◆ **AIM OF THE EXERCISE**
The entries that follow need to be returned without any alteration.

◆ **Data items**
● ● ● ● ●

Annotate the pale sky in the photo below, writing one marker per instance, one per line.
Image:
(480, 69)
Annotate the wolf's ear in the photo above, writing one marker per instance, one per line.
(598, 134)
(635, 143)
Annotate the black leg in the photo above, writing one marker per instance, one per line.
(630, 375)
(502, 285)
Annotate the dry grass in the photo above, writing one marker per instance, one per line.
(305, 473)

● ● ● ● ●

◆ **SOLVED EXERCISE**
Annotate the pale sky in the photo below, writing one marker per instance, one per line.
Image:
(480, 69)
Annotate the wolf's ear in the photo above, writing one marker per instance, one per line.
(598, 134)
(635, 143)
Annotate the black leg in the photo above, writing one marker per instance, one per line.
(630, 375)
(502, 285)
Annotate the dry grass in the photo above, writing one marker per instance, one per line.
(305, 473)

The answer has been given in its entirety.